To be done :: Exact reproduction of the data is required, with images excluded.

Data shown ::
● ● ● ● ●
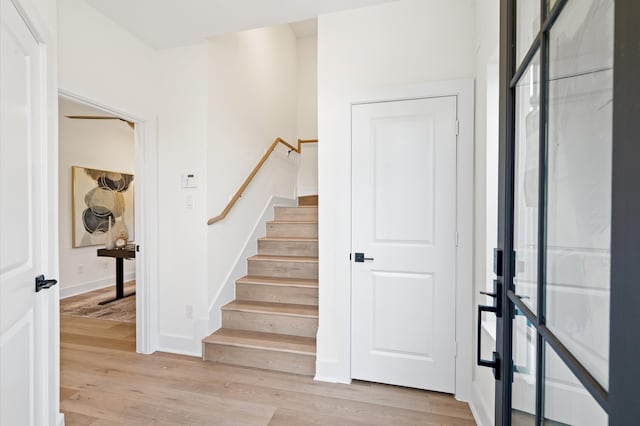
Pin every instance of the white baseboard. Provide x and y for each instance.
(479, 409)
(329, 371)
(181, 345)
(307, 190)
(92, 285)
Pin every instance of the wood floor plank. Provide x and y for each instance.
(104, 383)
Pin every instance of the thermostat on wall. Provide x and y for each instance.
(189, 180)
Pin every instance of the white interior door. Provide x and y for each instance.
(24, 343)
(404, 218)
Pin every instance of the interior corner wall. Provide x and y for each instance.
(100, 61)
(394, 44)
(97, 144)
(486, 48)
(307, 58)
(252, 100)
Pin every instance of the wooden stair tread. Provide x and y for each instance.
(293, 239)
(275, 258)
(264, 341)
(289, 309)
(289, 282)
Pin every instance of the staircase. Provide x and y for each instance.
(273, 321)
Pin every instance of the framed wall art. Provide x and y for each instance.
(100, 197)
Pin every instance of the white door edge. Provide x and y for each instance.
(464, 92)
(146, 217)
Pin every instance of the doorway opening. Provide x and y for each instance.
(97, 237)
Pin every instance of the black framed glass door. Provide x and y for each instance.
(563, 267)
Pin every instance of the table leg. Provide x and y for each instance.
(119, 283)
(119, 278)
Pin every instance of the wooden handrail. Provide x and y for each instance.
(254, 172)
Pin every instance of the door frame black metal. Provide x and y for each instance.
(620, 401)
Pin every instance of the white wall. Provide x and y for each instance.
(182, 148)
(252, 100)
(307, 73)
(486, 46)
(409, 41)
(98, 144)
(100, 61)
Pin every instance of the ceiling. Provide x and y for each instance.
(169, 23)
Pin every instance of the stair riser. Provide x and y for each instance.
(277, 294)
(270, 323)
(288, 248)
(292, 230)
(259, 358)
(295, 213)
(283, 269)
(308, 200)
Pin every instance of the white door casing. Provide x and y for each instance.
(404, 217)
(28, 329)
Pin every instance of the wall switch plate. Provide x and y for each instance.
(188, 202)
(189, 180)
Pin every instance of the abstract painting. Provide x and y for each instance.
(100, 197)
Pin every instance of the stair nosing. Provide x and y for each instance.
(280, 258)
(211, 339)
(257, 310)
(291, 239)
(249, 279)
(303, 222)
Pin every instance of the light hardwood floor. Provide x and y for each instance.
(104, 382)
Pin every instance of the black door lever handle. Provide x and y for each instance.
(42, 284)
(360, 257)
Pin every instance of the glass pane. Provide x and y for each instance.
(527, 26)
(566, 401)
(523, 395)
(525, 228)
(579, 182)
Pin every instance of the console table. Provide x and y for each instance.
(128, 252)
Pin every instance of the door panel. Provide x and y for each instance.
(20, 216)
(403, 299)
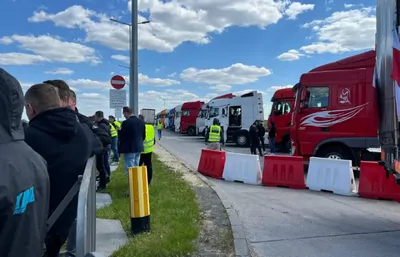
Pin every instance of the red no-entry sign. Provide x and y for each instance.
(117, 82)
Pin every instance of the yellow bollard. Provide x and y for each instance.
(139, 200)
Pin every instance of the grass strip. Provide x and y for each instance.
(174, 214)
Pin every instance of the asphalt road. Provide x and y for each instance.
(281, 222)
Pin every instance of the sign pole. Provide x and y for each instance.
(133, 75)
(117, 95)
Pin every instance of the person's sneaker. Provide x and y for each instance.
(100, 188)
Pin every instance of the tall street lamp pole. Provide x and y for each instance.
(133, 49)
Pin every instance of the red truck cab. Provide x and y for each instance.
(190, 111)
(335, 112)
(281, 115)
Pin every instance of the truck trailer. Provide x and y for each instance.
(236, 115)
(201, 119)
(190, 112)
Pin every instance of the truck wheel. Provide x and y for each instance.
(241, 139)
(335, 152)
(191, 131)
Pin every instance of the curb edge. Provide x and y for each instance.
(240, 242)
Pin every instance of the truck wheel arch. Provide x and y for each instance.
(191, 128)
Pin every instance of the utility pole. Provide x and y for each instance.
(133, 74)
(164, 102)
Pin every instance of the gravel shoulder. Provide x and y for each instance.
(216, 237)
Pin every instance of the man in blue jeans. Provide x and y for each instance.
(132, 135)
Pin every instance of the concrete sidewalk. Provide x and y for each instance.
(293, 223)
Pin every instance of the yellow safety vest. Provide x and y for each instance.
(214, 134)
(148, 143)
(114, 132)
(117, 124)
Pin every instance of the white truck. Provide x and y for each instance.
(177, 118)
(236, 115)
(201, 121)
(149, 115)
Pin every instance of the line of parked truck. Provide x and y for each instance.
(331, 112)
(341, 110)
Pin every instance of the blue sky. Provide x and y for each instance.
(191, 50)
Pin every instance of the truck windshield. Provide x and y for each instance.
(281, 108)
(213, 112)
(202, 114)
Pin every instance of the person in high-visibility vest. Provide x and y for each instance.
(148, 146)
(160, 126)
(215, 136)
(115, 127)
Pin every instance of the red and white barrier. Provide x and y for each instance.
(283, 171)
(211, 163)
(332, 175)
(242, 168)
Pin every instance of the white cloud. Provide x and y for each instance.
(21, 59)
(47, 49)
(221, 88)
(122, 58)
(236, 74)
(296, 9)
(173, 22)
(60, 71)
(343, 31)
(348, 5)
(146, 80)
(291, 55)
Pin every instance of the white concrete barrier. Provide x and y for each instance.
(332, 175)
(242, 168)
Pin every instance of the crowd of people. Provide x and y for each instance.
(41, 160)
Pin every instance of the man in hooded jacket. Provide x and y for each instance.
(66, 145)
(24, 183)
● ● ● ● ●
Result for this exercise ::
Pin every instance of the white baseboard. Provide x and y for each instance.
(479, 409)
(329, 371)
(181, 345)
(307, 190)
(92, 285)
Pin every instance of the wood floor plank. Provide x and y for each instance.
(104, 383)
Pin every instance of the thermostat on wall. Provide x and y for each instance.
(189, 180)
Pin every instance of the white interior door. Provide x and y for each instance.
(24, 343)
(404, 218)
Pin every instance of the interior corner wall. Provide x and y for each instance.
(100, 61)
(394, 44)
(97, 144)
(486, 48)
(307, 58)
(252, 100)
Pin every instance of the wooden stair tread. Provide x and y for each instance.
(293, 239)
(275, 258)
(264, 341)
(289, 309)
(289, 282)
Pin every instance of the staircase. Provide x and y for each instance.
(273, 321)
Pin every instance of the framed wall art. Provide x and y for each instance.
(100, 197)
Pin every instance of the white door edge. Provide x and y for each instance.
(464, 92)
(146, 217)
Pin every instance of the doorway opening. Provide x and y for each instance.
(97, 237)
Pin every instance of the black framed glass door. Provide x and y for each instance.
(563, 267)
Pin every instance of the table leg. Provide x and y for each instance.
(119, 283)
(119, 278)
Pin every instance of the wooden handrail. Provide x and y for each instance.
(254, 172)
Pin every instance of the door frame black metal. Provide x and y for each instance.
(620, 401)
Pin every instance of the white wall. Provide x and y for each instance.
(182, 148)
(252, 100)
(307, 73)
(486, 46)
(409, 41)
(98, 144)
(100, 61)
Pin every instance of the ceiling. Provide x and y for each instance.
(169, 23)
Pin every instance of the stair riser. Provide x and y for each instance.
(277, 294)
(270, 323)
(288, 248)
(292, 230)
(259, 358)
(295, 213)
(283, 269)
(308, 200)
Pin every instance of the white door casing. Provide x and y for each instance.
(404, 217)
(28, 329)
Pin every instance of the wall switch plate. Provide x and y for each instance.
(188, 202)
(189, 180)
Pin every instance of the abstract painting. Provide x and y for each instance.
(100, 197)
Pin every instance of the stair nosing. Provide x and y for each instance.
(280, 258)
(211, 339)
(257, 310)
(291, 239)
(249, 279)
(303, 222)
Pin every instance of the light hardwood floor. Provide x and y for each instance.
(104, 382)
Pin every instance of the black door lever handle. Provide x and y for each instance.
(42, 284)
(360, 257)
Pin every instance of the glass pane. Provide x and y for each instance.
(527, 26)
(566, 401)
(523, 395)
(525, 228)
(579, 182)
Pin every instance of the console table. Provide x and y for each instance.
(128, 252)
Pin every instance of the door panel. Provide x and y for each instance.
(20, 216)
(403, 299)
Pin every instance of the red no-entry sign. Provide x and y for each instance.
(117, 82)
Pin every instance of the yellow bollard. Provide x and y for each instance.
(139, 200)
Pin every instance of the grass strip. Provide x and y for each instance.
(174, 214)
Pin every instance of the asphalt road. Provide x and y for each instance.
(281, 222)
Pin every instance of the sign pole. Provide x and y for each instance.
(133, 75)
(117, 95)
Pin every instance of the person's sneaker. Provide x and y for each instance.
(100, 188)
Pin every instance of the tall street lamp pole. Provide x and y for each instance.
(133, 49)
Pin every instance of the red truck cab. Provide x and y for each instance.
(190, 111)
(335, 112)
(281, 115)
Pin every instance of the truck trailer. Provide x and y for each instance.
(236, 115)
(201, 119)
(190, 112)
Pin every instance of the truck wheel. Provide x and y for each instance.
(241, 139)
(335, 152)
(191, 131)
Pin every instance of the curb edge. Provide x and y for each instance.
(240, 242)
Pin every instance of the truck wheel arch. Provide x and y for each instance.
(191, 128)
Pin every instance of the utility pole. Provide x and y for each instance.
(133, 74)
(164, 102)
Pin every instance of the gravel shoulder. Provide x and y for each instance.
(216, 237)
Pin every instance of the man in blue jeans. Provide x and y for each instance.
(132, 135)
Pin every instance of the concrete sidewalk. Provide x and y for each instance.
(293, 223)
Pin every instance of the yellow safety vest. Provide x and y for each instance.
(214, 134)
(148, 143)
(114, 132)
(117, 124)
Pin every instance of the white truck. Provide x and y for each instance.
(177, 118)
(236, 115)
(201, 121)
(149, 115)
Pin every instance of the line of parked truck. Provide x and y for each instance.
(331, 112)
(341, 110)
Pin every instance of the blue sky. Provide x and y for each instance.
(191, 50)
Pin every instance of the truck windshield. Provide x and y for each instance.
(281, 108)
(213, 112)
(202, 114)
Pin every instance of the person in high-visibility vest. Provide x and y for each instance.
(148, 146)
(160, 126)
(215, 136)
(115, 127)
Pin every instance of the red and white barrier. Provide x and y for each instance.
(283, 171)
(211, 163)
(332, 175)
(242, 168)
Pin every instance of the white cloud. Provide x and y for each instance.
(21, 59)
(47, 49)
(221, 88)
(122, 58)
(236, 74)
(296, 9)
(173, 22)
(60, 71)
(343, 31)
(348, 5)
(146, 80)
(291, 55)
Pin every instance of the white concrete barrier. Provide x and y for each instance.
(332, 175)
(242, 168)
Pin every instance of the crowd of people. Provide x and y for each instance.
(41, 160)
Pin every instance of the man in hooded jacket. Provide x and y for each instance.
(66, 145)
(24, 183)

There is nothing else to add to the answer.